[Requirements]
• 1. Answer these questions from the model deployment text below.
(a) What name was given to the app created in the first step?
(b) Which version of the model was selected under Deployable Apps?
(c) What message appears in the model response log if the correct API key and access token are not entered?
• 2. Gather every line of the rows below that contains the string "pole". Case counts.

[Text]
# # #
Based on these performance metrics as well as the ROC and the Confusion Matrix described in the previous section, the model was approved for production use.
The modeler can now deploy it as an API/microservice.
After the model is reviewed and approved, the next step is to integrate it into a production environment for practical business decision-making.
The first step is to create an app wherein the model will be containerized.
The app was created and named LendingClubLoanApp.
The second step is to select the newly created app under Deployable Apps.
In this step, the LendingClubLoanApp and the version v.2-v.934 of the model were selected, the version that was approved in the Model Governance step.
The third step is to containerize the model in the app.
There are two options – the app can be downloaded as a .zip file to a local computer or deployed to the cloud as an API/Microservice.
Option 1: Download app to local computer
Select “Download App” on the model deployment page.
The file was saved as “LendingClubLoanApp” on the local computer.
It could now be opened on any installed browser.
For security, the API keys and access token are required to run the app. Note that an ‘unauthorized’ error message is displayed in the model response log if the correct API key and access token are not entered.
To generate the API key and access token, the LendingClubLoanApp and “Manage Apps” buttons on the Model Deployment page were selected.
Then on the App Manager page, the ‘API Keys’ and ‘+ Add API KEY’ were selected.
Client ID and Client Secret were created on the API Key and Access Token page.
The public key and secret key were generated and saved as key pairs.
On the App Manager page, the saved Key Pair must be shared with the user for validation. It is only activated when shared.
The Key Pair was shared with myself to test the AI application.
Clicking on the View icon could show the API keys and Access Token.
The model is now ready for use.
To test the app, some known values were put to check that the model predicts that the loan will be paid.
# # #
[The input]

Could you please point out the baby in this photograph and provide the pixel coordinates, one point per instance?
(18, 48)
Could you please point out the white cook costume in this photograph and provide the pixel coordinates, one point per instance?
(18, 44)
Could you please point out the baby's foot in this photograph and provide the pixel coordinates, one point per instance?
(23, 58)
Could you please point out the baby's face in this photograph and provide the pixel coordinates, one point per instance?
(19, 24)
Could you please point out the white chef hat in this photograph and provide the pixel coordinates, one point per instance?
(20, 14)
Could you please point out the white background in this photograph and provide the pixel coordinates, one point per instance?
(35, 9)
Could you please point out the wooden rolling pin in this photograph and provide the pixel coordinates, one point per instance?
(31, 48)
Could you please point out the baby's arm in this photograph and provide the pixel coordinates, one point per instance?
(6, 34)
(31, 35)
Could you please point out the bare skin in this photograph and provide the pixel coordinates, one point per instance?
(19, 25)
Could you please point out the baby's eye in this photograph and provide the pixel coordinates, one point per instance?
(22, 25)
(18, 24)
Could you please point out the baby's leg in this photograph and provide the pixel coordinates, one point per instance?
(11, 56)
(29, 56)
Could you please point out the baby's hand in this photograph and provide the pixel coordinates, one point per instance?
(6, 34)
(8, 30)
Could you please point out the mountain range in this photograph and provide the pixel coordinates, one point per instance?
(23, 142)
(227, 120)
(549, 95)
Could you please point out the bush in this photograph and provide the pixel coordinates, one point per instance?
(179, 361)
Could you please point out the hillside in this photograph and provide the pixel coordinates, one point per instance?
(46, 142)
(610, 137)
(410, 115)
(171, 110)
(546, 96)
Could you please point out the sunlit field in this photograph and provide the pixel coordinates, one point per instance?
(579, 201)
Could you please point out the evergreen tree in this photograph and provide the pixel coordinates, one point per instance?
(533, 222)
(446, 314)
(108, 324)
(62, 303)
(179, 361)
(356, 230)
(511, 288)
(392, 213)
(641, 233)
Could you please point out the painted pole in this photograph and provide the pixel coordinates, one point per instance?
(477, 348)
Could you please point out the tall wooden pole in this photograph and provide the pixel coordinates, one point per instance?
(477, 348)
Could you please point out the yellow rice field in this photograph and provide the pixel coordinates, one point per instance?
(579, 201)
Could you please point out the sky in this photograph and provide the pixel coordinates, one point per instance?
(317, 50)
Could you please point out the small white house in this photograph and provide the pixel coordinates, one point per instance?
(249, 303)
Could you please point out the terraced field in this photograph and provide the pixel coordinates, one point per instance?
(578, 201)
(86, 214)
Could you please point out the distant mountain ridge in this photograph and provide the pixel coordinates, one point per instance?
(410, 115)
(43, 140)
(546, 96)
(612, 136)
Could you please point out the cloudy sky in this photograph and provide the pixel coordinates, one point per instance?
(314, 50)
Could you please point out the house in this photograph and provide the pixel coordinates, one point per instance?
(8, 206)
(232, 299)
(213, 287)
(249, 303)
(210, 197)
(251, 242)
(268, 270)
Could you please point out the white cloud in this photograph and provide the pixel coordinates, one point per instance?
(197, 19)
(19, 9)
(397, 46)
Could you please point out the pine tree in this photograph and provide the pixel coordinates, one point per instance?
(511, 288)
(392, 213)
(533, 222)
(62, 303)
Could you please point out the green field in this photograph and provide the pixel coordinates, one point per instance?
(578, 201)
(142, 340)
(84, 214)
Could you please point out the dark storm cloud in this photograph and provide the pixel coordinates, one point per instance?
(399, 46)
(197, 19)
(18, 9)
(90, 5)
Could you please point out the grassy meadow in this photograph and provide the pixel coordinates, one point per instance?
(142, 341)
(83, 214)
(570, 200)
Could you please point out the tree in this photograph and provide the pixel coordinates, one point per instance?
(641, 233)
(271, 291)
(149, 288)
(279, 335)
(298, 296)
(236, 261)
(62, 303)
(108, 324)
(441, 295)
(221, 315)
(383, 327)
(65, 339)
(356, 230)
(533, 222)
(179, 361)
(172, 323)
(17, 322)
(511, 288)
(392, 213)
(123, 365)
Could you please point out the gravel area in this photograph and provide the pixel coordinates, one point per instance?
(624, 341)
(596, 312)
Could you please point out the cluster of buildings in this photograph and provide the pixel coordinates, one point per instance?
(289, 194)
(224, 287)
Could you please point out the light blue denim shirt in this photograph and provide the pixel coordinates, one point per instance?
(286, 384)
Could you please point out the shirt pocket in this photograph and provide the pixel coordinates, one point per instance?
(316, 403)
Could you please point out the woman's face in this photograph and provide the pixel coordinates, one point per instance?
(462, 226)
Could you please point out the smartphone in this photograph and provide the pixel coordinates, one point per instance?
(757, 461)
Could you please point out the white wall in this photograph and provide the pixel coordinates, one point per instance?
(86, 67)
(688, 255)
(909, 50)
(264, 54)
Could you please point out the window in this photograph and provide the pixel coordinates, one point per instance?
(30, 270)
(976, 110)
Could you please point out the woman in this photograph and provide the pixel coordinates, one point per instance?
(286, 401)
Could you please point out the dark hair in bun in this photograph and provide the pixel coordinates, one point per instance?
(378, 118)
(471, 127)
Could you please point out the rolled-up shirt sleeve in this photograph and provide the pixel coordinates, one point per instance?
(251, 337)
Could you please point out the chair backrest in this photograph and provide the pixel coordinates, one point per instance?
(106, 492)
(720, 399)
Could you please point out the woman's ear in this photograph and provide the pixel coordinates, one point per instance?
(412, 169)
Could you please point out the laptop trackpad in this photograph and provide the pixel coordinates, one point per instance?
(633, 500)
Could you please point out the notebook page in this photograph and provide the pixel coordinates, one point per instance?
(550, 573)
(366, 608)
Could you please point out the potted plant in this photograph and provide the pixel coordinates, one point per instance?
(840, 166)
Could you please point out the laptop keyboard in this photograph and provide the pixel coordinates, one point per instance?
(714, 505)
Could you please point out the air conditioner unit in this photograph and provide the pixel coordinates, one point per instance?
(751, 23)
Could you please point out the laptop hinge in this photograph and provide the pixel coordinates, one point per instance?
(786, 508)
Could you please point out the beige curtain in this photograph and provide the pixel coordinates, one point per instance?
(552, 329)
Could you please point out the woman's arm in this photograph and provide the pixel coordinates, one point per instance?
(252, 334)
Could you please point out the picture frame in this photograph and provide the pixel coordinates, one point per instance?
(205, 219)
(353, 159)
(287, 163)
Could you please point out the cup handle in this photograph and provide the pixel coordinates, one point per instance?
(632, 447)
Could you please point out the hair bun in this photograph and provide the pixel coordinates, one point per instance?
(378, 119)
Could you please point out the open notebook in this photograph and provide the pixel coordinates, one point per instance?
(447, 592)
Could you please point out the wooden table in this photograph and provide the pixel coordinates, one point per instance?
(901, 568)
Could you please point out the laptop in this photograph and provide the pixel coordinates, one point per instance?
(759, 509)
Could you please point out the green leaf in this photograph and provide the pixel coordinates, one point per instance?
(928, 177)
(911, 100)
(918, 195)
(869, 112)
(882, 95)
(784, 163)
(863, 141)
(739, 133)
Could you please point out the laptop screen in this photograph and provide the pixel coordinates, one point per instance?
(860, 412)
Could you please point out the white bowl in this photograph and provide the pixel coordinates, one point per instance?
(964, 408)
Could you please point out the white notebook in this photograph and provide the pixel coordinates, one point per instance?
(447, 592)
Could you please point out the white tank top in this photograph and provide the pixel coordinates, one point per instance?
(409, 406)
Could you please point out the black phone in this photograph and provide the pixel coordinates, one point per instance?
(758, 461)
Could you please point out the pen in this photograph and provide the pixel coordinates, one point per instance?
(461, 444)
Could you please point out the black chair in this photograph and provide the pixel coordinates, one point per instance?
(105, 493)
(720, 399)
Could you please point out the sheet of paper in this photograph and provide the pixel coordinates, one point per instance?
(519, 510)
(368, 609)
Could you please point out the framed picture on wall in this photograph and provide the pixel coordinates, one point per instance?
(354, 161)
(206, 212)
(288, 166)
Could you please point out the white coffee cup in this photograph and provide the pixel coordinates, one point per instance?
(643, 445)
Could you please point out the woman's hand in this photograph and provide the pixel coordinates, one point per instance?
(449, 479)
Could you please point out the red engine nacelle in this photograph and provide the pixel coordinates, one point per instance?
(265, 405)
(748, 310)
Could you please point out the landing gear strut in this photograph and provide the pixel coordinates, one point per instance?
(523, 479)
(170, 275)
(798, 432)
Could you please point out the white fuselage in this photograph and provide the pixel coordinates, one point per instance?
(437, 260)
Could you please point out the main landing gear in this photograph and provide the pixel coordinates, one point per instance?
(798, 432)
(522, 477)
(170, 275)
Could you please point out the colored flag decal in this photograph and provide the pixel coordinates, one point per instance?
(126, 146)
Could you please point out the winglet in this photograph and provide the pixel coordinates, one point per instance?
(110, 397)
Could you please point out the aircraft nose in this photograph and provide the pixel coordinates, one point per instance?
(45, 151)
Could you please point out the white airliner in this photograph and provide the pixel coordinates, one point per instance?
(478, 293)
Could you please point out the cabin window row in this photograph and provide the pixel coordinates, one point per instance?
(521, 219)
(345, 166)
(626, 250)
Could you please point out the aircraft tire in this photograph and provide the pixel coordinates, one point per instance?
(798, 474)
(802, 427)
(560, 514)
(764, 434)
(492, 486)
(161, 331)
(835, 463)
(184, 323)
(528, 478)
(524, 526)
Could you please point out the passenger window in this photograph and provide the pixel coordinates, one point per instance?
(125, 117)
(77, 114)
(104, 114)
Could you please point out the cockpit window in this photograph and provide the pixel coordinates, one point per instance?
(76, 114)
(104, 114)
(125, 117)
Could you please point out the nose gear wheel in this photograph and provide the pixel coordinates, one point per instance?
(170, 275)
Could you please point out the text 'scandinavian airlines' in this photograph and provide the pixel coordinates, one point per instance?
# # #
[Task-by-task solutions]
• 1.
(a) LendingClubLoanApp
(b) v.2-v.934
(c) An "unauthorized" error message

• 2.
Could you please point out the painted pole in this photograph and provide the pixel coordinates, one point per instance?
Could you please point out the tall wooden pole in this photograph and provide the pixel coordinates, one point per instance?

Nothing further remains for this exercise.